-- start of Records shown --
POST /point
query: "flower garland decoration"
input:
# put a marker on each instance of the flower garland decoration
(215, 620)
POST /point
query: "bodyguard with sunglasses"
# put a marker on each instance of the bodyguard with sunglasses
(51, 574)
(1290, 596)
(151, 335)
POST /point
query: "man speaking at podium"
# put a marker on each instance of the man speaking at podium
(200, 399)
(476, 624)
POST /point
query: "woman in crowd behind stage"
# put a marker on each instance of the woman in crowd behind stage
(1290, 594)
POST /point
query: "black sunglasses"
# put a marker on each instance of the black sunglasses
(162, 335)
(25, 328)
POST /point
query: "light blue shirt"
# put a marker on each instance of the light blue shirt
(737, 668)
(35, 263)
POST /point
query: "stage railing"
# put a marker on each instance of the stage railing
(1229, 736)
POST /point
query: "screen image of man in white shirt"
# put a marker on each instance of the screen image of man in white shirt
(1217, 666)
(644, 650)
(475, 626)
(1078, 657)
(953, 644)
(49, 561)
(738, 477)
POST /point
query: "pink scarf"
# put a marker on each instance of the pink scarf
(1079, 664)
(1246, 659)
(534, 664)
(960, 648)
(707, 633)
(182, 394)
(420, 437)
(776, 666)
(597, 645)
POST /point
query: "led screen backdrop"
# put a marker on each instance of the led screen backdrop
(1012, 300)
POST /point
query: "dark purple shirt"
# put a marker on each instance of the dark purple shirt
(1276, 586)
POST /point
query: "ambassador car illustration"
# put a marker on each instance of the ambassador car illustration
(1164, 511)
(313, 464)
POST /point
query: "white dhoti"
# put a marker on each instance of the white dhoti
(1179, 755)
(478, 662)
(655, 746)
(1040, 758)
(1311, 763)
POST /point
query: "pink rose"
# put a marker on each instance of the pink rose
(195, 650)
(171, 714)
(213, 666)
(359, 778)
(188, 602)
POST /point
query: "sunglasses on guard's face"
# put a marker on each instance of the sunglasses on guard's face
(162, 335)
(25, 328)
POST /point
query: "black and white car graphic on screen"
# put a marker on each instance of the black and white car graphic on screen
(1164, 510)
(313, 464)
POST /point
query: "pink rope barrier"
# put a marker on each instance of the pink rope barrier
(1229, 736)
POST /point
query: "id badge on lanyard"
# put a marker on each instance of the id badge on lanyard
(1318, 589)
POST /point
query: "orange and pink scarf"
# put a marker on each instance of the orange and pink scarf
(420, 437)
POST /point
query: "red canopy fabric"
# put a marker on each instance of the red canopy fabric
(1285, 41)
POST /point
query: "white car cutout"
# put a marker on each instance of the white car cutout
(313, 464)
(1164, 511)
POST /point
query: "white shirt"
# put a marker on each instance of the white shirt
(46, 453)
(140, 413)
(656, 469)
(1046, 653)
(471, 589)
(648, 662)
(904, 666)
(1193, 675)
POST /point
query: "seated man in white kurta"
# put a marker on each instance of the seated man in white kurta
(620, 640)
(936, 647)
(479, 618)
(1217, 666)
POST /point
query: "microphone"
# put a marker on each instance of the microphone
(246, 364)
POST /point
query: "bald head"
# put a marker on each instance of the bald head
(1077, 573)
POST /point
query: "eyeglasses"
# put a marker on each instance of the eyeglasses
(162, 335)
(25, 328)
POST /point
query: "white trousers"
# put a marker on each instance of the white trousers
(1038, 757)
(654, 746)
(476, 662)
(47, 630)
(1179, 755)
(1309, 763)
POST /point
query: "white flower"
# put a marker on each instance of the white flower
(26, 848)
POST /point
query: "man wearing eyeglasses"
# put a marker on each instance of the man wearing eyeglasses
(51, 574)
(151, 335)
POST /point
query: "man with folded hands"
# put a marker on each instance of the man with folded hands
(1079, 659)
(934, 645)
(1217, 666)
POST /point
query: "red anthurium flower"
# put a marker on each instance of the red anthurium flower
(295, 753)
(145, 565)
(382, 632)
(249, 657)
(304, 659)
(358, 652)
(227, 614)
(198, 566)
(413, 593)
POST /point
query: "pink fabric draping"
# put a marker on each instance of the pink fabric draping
-- end of Records shown --
-- start of Records shown --
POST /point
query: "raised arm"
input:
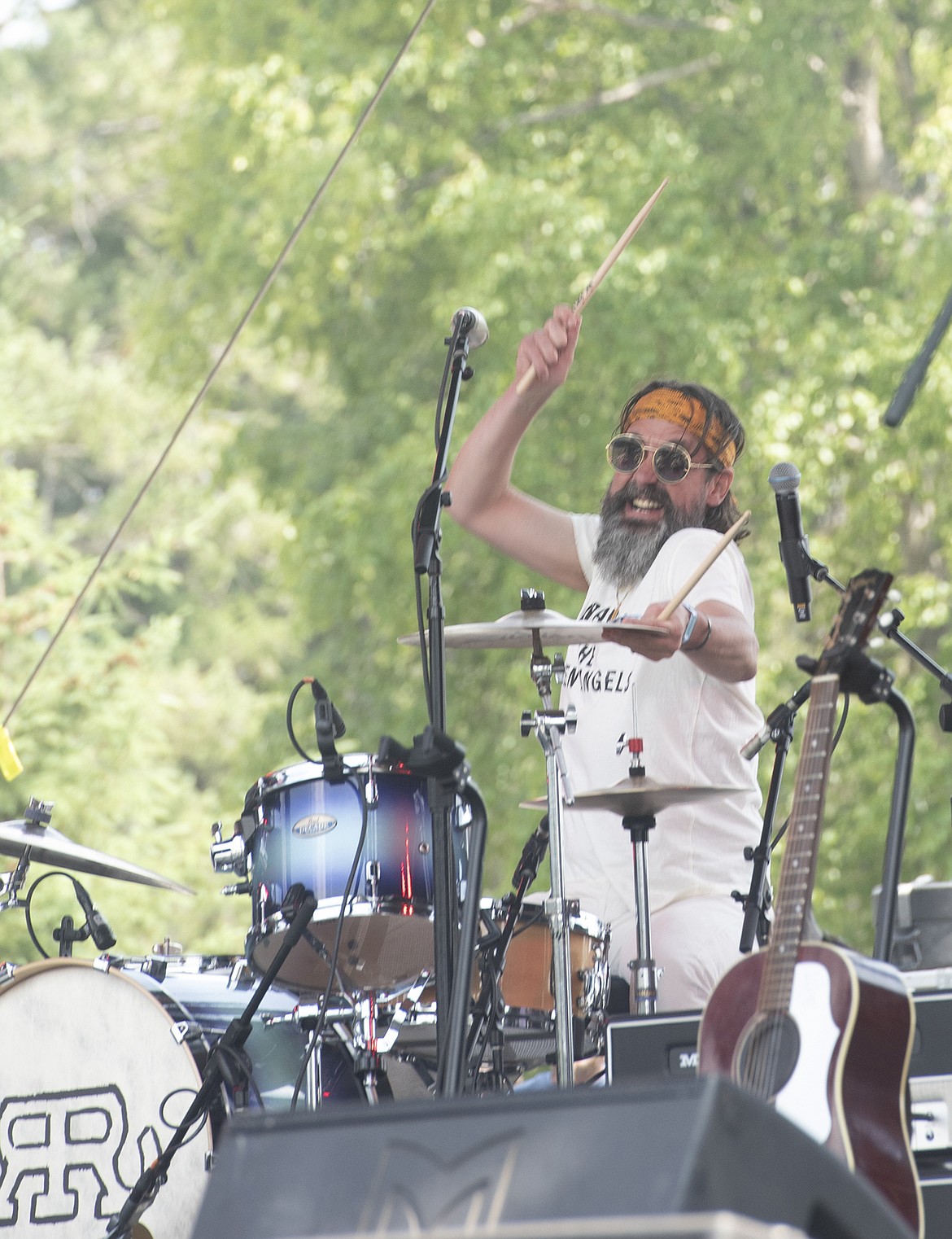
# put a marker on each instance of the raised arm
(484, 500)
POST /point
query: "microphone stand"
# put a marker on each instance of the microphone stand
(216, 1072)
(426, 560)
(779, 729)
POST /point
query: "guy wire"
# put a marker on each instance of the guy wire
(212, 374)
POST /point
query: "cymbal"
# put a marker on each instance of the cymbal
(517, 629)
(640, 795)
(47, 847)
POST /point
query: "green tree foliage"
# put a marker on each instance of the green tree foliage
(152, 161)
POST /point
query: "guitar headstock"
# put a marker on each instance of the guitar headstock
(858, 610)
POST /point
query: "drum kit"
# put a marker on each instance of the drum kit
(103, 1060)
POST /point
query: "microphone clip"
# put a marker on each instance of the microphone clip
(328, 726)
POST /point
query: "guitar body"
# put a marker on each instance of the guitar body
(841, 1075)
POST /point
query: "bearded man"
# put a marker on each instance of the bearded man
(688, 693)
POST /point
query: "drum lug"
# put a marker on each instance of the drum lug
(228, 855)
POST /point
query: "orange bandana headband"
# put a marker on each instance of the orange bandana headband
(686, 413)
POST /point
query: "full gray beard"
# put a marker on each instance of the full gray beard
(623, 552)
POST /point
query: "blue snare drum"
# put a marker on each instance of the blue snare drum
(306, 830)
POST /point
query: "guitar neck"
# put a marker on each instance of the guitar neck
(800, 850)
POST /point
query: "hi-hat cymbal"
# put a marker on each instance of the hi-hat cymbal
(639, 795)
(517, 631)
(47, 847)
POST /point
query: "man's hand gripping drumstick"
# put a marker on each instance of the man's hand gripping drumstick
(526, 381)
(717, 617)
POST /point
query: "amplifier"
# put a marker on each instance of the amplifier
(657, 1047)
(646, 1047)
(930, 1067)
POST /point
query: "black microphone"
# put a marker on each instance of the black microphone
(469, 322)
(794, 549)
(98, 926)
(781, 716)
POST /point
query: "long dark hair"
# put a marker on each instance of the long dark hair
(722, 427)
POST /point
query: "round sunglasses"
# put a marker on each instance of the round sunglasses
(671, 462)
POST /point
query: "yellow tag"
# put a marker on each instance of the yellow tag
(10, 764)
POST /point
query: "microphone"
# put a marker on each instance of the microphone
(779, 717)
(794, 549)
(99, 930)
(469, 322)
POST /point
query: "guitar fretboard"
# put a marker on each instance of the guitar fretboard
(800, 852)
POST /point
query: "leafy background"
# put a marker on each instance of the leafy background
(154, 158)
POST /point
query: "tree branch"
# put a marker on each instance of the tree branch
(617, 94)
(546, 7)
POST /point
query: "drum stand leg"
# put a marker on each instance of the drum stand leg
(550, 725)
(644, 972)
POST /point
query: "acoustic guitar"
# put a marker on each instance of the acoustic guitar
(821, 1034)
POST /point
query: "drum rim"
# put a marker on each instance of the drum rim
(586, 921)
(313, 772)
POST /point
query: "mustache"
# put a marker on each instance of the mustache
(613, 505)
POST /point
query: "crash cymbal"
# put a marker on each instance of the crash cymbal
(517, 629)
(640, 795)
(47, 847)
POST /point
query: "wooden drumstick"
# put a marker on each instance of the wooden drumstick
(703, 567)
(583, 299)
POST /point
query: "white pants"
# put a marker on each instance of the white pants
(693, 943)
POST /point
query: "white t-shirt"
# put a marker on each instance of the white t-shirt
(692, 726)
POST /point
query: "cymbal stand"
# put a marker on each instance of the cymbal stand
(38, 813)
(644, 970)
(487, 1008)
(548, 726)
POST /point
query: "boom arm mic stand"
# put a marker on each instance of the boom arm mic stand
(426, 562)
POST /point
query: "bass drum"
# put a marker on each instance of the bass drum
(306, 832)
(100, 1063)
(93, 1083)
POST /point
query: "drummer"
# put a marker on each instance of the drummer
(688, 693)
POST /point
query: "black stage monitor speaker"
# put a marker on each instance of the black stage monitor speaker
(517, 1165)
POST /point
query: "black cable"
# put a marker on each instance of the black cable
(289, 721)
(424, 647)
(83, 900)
-- end of Records shown --
● Job
Return every line in both blocks above that contains the string "purple", copying each one in full.

● Result below
query: "dark purple shirt"
# put a marker on each instance of the dark purple shirt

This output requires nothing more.